→ Stated task
Can you quote every record line word for word, from the line containing "Annotation task — mark the afro" through the line containing "Target: nose", both of those lines included?

→ Data for this exercise
________________________________________
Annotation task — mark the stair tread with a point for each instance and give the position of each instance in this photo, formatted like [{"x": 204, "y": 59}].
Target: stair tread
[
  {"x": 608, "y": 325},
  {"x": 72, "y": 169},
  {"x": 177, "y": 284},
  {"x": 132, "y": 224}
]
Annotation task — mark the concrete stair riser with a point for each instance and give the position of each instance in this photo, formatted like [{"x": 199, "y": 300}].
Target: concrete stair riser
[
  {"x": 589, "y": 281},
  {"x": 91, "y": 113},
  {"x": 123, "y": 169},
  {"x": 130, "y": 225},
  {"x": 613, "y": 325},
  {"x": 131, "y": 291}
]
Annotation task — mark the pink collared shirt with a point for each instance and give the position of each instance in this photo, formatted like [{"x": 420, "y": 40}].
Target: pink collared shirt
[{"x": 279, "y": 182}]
________________________________________
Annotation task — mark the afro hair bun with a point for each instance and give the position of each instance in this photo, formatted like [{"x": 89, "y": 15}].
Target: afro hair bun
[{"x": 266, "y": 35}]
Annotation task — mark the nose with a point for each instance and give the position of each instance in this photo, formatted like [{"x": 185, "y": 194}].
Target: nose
________________________________________
→ Response to this exercise
Annotation task — mark the afro hair bun with a point for each instance and give the position of each instance in this photo, formatted like [{"x": 89, "y": 15}].
Target: afro hair bun
[{"x": 266, "y": 35}]
Annotation task — mark the nose with a point for each instance and give the position of each instance in this photo, formatted like [{"x": 185, "y": 194}].
Target: nose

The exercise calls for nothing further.